- [WHAT TO PRODUCE]
Display each line of the entries below that contains the word "white", copying every such line in full. Matching is case-sensitive.

- [EXERCISE MATERIAL]
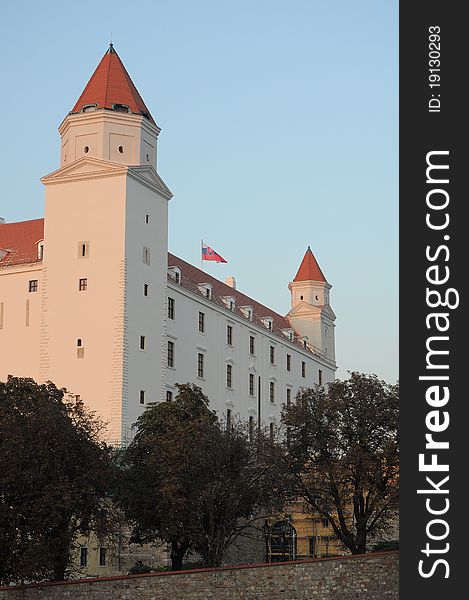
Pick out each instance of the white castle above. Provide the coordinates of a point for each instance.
(91, 300)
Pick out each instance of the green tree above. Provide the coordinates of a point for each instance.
(342, 448)
(243, 485)
(187, 481)
(54, 474)
(161, 471)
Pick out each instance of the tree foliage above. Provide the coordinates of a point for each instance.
(190, 482)
(343, 451)
(54, 473)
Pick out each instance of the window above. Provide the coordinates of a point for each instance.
(170, 308)
(83, 556)
(175, 274)
(201, 322)
(83, 249)
(102, 557)
(272, 392)
(251, 428)
(251, 384)
(170, 354)
(200, 365)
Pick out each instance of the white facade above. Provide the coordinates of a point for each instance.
(105, 318)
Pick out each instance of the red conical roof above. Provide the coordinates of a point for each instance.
(309, 269)
(109, 85)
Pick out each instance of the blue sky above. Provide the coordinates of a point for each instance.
(279, 131)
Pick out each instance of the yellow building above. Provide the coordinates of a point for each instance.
(298, 535)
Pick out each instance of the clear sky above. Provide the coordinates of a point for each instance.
(279, 131)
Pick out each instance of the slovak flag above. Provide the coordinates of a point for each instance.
(209, 254)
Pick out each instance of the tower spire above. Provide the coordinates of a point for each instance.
(309, 269)
(110, 87)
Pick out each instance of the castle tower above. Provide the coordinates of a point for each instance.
(105, 253)
(311, 314)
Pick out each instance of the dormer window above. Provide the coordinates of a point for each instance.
(89, 108)
(175, 274)
(121, 108)
(206, 290)
(247, 311)
(230, 302)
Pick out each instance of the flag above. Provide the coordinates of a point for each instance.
(210, 254)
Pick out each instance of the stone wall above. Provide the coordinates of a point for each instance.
(371, 576)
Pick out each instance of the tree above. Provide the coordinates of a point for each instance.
(161, 471)
(342, 448)
(188, 481)
(243, 486)
(54, 474)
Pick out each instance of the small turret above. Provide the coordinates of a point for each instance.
(311, 315)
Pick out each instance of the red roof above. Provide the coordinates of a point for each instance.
(109, 85)
(309, 269)
(192, 277)
(19, 241)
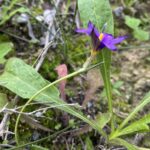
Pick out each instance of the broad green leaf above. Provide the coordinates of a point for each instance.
(124, 143)
(5, 48)
(141, 35)
(132, 22)
(99, 12)
(102, 119)
(23, 80)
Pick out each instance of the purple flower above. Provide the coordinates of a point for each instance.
(101, 40)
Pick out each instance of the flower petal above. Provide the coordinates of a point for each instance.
(108, 41)
(88, 30)
(119, 39)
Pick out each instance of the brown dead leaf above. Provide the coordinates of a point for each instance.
(94, 82)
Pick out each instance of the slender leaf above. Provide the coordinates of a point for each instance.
(103, 119)
(3, 100)
(142, 122)
(23, 80)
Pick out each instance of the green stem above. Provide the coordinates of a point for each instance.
(108, 92)
(49, 85)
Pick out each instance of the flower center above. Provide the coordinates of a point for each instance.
(101, 36)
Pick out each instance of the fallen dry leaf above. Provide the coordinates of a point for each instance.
(94, 82)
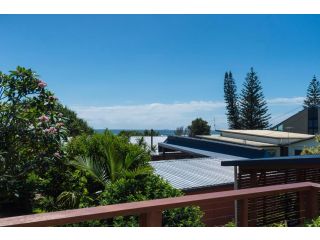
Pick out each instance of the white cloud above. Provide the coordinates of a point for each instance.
(154, 115)
(166, 115)
(286, 101)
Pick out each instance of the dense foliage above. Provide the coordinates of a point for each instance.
(110, 170)
(199, 127)
(44, 167)
(313, 94)
(253, 106)
(32, 133)
(180, 131)
(149, 187)
(231, 100)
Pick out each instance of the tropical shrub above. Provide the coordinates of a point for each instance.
(32, 133)
(108, 157)
(313, 222)
(147, 188)
(118, 172)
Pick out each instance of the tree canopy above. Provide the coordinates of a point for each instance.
(231, 100)
(313, 94)
(253, 106)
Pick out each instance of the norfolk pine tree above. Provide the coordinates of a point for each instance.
(231, 100)
(313, 94)
(253, 106)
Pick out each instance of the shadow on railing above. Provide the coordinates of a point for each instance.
(150, 212)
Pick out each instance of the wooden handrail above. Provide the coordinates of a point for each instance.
(150, 211)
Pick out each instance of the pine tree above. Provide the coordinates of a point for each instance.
(231, 100)
(253, 106)
(313, 94)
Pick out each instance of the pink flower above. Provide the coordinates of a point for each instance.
(57, 155)
(41, 84)
(51, 130)
(53, 98)
(59, 124)
(43, 118)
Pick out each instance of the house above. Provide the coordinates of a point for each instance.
(273, 143)
(240, 143)
(306, 121)
(201, 175)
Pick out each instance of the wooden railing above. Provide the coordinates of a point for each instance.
(150, 212)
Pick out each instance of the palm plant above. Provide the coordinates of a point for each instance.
(111, 166)
(106, 159)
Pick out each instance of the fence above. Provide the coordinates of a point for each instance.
(150, 212)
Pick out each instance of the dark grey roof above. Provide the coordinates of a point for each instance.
(213, 146)
(190, 174)
(275, 161)
(200, 152)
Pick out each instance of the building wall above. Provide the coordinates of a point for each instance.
(255, 138)
(297, 123)
(300, 145)
(216, 214)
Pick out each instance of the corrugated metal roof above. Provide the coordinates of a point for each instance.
(270, 134)
(200, 152)
(237, 141)
(188, 174)
(211, 148)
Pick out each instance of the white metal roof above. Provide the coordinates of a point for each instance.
(271, 134)
(187, 174)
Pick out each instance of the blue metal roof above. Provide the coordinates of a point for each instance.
(203, 147)
(276, 161)
(194, 151)
(196, 173)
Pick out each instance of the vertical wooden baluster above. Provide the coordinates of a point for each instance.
(243, 218)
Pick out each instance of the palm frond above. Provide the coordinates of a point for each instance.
(96, 168)
(68, 199)
(139, 171)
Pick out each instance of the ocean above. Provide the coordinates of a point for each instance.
(163, 132)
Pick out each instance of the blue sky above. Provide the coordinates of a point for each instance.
(162, 71)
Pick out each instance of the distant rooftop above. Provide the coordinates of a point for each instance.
(270, 134)
(237, 141)
(274, 161)
(196, 173)
(209, 148)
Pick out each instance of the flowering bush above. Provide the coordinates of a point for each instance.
(32, 134)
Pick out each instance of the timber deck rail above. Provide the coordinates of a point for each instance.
(150, 212)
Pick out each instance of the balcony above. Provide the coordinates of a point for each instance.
(150, 212)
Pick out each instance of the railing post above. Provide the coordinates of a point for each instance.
(243, 216)
(302, 206)
(312, 203)
(151, 219)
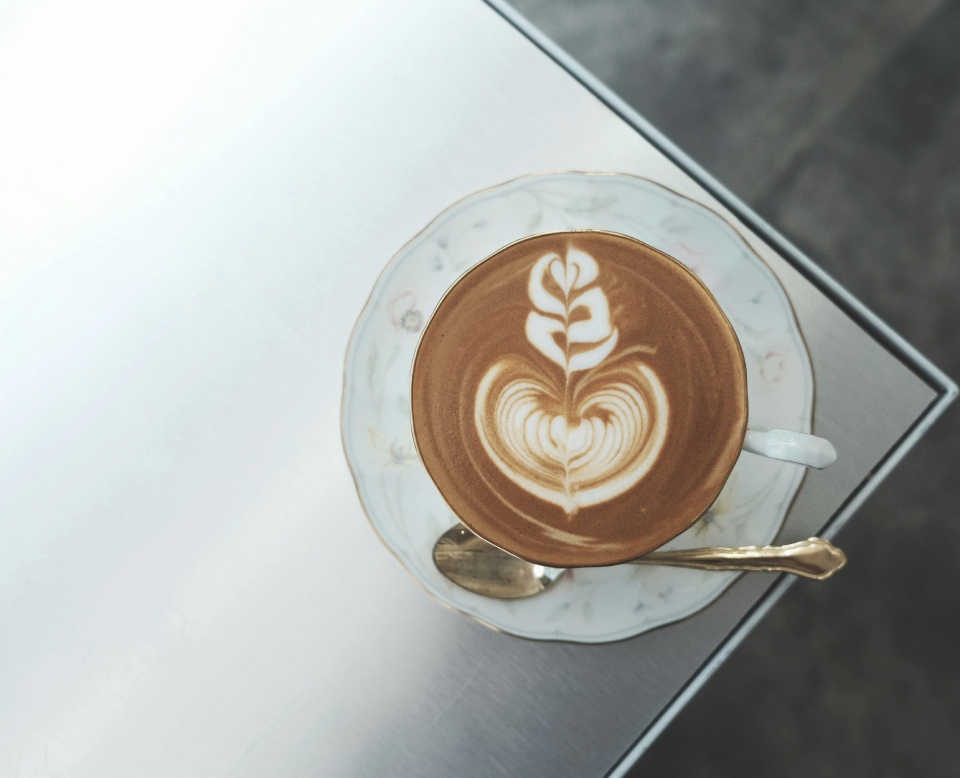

- [SOLUTION TO THIS PROBLEM]
Pick out each instance of the white castle above. Provide the coordinates of a point for each instance.
Pick out each instance of the white facade above. Provide the coordinates of a point for each instance.
Pick out each instance of the white cloud above. Provide the coordinates of a point for each instance.
Pick out each instance of the white metal roof above. Provide the coordinates of a point for each instance.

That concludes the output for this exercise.